Each entry below is to be copied verbatim, with no line missing.

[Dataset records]
┌──
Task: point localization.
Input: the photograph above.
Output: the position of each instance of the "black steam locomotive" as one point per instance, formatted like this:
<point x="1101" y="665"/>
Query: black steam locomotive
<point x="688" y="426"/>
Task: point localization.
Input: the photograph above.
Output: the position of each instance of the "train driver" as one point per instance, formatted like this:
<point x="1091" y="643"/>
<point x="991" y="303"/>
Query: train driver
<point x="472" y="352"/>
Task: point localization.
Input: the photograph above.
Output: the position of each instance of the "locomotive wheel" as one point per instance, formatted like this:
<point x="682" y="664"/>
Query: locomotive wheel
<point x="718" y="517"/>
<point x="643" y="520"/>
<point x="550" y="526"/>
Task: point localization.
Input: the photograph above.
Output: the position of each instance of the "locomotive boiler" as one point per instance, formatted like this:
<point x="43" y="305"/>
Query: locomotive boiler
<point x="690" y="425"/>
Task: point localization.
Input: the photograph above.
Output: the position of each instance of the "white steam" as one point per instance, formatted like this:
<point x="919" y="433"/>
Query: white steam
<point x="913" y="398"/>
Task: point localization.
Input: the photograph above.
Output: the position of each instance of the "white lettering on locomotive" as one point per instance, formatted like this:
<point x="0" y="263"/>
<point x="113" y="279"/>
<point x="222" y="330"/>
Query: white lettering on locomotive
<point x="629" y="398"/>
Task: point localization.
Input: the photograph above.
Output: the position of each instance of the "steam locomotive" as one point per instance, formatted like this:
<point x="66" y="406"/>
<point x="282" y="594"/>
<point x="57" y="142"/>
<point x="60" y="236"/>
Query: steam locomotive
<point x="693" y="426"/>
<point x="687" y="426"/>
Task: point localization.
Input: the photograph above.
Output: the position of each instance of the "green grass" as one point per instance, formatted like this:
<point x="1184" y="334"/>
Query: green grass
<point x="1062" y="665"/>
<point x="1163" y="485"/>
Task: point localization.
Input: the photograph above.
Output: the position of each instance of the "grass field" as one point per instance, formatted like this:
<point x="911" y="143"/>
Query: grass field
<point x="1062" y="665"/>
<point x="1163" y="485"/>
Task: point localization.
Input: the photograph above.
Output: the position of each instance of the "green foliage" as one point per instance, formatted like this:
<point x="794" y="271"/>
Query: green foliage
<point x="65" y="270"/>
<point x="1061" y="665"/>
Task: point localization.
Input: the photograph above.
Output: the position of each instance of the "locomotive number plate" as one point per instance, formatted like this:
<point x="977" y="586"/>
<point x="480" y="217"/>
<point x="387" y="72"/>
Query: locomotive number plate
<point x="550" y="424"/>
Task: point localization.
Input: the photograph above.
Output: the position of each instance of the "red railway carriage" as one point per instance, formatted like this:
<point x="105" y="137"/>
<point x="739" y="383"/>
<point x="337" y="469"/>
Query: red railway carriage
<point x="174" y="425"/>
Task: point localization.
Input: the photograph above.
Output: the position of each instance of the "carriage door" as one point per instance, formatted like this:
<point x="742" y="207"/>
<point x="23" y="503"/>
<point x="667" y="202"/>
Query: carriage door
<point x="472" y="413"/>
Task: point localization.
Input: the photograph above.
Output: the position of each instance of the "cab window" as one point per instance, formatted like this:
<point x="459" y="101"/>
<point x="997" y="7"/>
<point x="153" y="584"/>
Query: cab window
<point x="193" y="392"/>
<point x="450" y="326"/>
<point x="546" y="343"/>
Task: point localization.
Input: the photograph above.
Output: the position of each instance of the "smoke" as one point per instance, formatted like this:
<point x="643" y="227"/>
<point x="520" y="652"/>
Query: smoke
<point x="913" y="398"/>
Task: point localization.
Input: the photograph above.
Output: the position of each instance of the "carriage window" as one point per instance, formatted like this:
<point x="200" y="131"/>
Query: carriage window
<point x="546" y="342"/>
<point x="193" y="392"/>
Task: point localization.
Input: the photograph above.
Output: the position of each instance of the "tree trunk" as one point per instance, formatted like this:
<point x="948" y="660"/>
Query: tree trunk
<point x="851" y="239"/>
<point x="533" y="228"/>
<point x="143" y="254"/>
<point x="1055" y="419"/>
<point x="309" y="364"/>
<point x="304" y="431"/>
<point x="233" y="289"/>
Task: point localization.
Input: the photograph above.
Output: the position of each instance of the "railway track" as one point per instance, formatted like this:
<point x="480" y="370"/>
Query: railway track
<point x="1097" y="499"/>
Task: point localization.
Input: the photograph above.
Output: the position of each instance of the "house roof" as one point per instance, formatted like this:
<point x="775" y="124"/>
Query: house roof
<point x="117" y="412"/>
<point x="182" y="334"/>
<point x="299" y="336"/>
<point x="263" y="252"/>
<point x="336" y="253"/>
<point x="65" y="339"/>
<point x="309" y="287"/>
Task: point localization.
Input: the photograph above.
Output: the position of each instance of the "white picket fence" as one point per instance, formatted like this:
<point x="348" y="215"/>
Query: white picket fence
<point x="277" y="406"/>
└──
- **Task output**:
Task: point localization.
Input: the photograph above.
Output: the position of each instance of the "black steam locomotive" as one point per instance, formatted like this:
<point x="1101" y="665"/>
Query: black steam locomotive
<point x="688" y="426"/>
Task: point localization.
Input: the photograph above.
Output: the position of each instance of the "train driver" as one point per instance, formatted like this:
<point x="1091" y="643"/>
<point x="991" y="303"/>
Query: train driver
<point x="472" y="352"/>
Task: point localization.
Input: the photograph above.
Output: the position of each instance of the "locomotive wheel" as one point per instance, formatted like this:
<point x="682" y="664"/>
Query: locomotive wheel
<point x="718" y="517"/>
<point x="643" y="520"/>
<point x="550" y="526"/>
Task: point localization.
Input: the photograph above.
Output: the position of each instance of the "locomotive boiler" as one point per instance, formatted like this:
<point x="43" y="305"/>
Query: locomotive boiler
<point x="690" y="425"/>
Task: point localization.
Input: the photograph above.
Output: the position of each instance of the "white steam" as one point per instance, formatted like this:
<point x="919" y="433"/>
Query: white steam
<point x="913" y="398"/>
Task: point localization.
Input: the photograph above.
Output: the position of each instance of the "white lettering on locomotive" as one point per instance, formatted like this:
<point x="0" y="263"/>
<point x="113" y="279"/>
<point x="222" y="330"/>
Query: white lettering on locomotive
<point x="629" y="398"/>
Task: point localization.
Input: the photograph above.
Output: the position of each instance of the "steam locomotive" as one point per instance, formatted like this:
<point x="66" y="406"/>
<point x="282" y="594"/>
<point x="57" y="142"/>
<point x="60" y="236"/>
Query: steam locomotive
<point x="693" y="426"/>
<point x="687" y="426"/>
Task: point localization.
Input: the photograph above.
Output: the position of each instance of the "green grass" as one point per instance, formatted like this:
<point x="1184" y="334"/>
Query: green grass
<point x="1062" y="665"/>
<point x="1163" y="485"/>
Task: point localization.
Input: the photograph above.
Output: the position of each instance of the "grass field" as one point per instance, formatted like this:
<point x="911" y="143"/>
Query: grass field
<point x="1062" y="665"/>
<point x="1163" y="485"/>
Task: point localization.
Input: the photograph above.
Output: the position of each instance of the "green foliage" as one point per instance, formatted like this:
<point x="794" y="271"/>
Query: green foliage
<point x="65" y="270"/>
<point x="1061" y="665"/>
Task: point localization.
Input: the photograph above.
Output: the position of each instance of the "locomotive number plate" as one point per instance, formatted like this:
<point x="977" y="586"/>
<point x="480" y="217"/>
<point x="387" y="72"/>
Query: locomotive number plate
<point x="550" y="424"/>
Task: point localization.
Input: the photograph above.
Output: the position of each instance of the "red railway carriage" as one point per instance, formatted like this:
<point x="105" y="137"/>
<point x="739" y="383"/>
<point x="337" y="469"/>
Query: red railway carriage
<point x="174" y="425"/>
Task: point localization.
Input: the photograph above.
Output: the position of each instance of the "carriage door" as one point per instance, formatted like this:
<point x="742" y="207"/>
<point x="23" y="503"/>
<point x="667" y="202"/>
Query: carriage door
<point x="472" y="413"/>
Task: point localization.
Input: the photograph above.
Output: the position of each instance of the "cab window" as one point per instance, formatted like this:
<point x="459" y="101"/>
<point x="997" y="7"/>
<point x="153" y="584"/>
Query: cab window
<point x="193" y="392"/>
<point x="450" y="326"/>
<point x="546" y="343"/>
Task: point localization.
Input: the photograph above.
Output: the position of each instance of the "smoke" as one point per instance, formatted like this:
<point x="643" y="227"/>
<point x="520" y="652"/>
Query: smoke
<point x="913" y="398"/>
Task: point localization.
Input: the photograph above.
Output: the position of each instance of the "carriage window" as one point per instance, formatted like this:
<point x="200" y="131"/>
Query: carriage window
<point x="546" y="342"/>
<point x="193" y="392"/>
Task: point localization.
Input: the photograph above.
Output: the position of each instance of the "tree trunk" as one point per instance, formatted like this:
<point x="948" y="660"/>
Query: tree trunk
<point x="851" y="239"/>
<point x="533" y="228"/>
<point x="143" y="254"/>
<point x="1055" y="419"/>
<point x="309" y="364"/>
<point x="304" y="431"/>
<point x="233" y="289"/>
Task: point localization.
Input: the photograph above.
Output: the position of each instance of the "railway track" as one point per instance, formatted like this:
<point x="480" y="370"/>
Query: railway track
<point x="1097" y="499"/>
Task: point localization.
Input: the photograph above.
Output: the position of each instance of the "house roof" as one point per instance, formatted like this:
<point x="775" y="124"/>
Query: house roof
<point x="117" y="412"/>
<point x="182" y="334"/>
<point x="299" y="336"/>
<point x="263" y="252"/>
<point x="336" y="253"/>
<point x="65" y="339"/>
<point x="309" y="287"/>
Task: point localization.
Input: the photograph above.
Output: the position of each instance of the "white picket fence" as one point per instance, formatted like this:
<point x="348" y="215"/>
Query: white picket fence
<point x="277" y="406"/>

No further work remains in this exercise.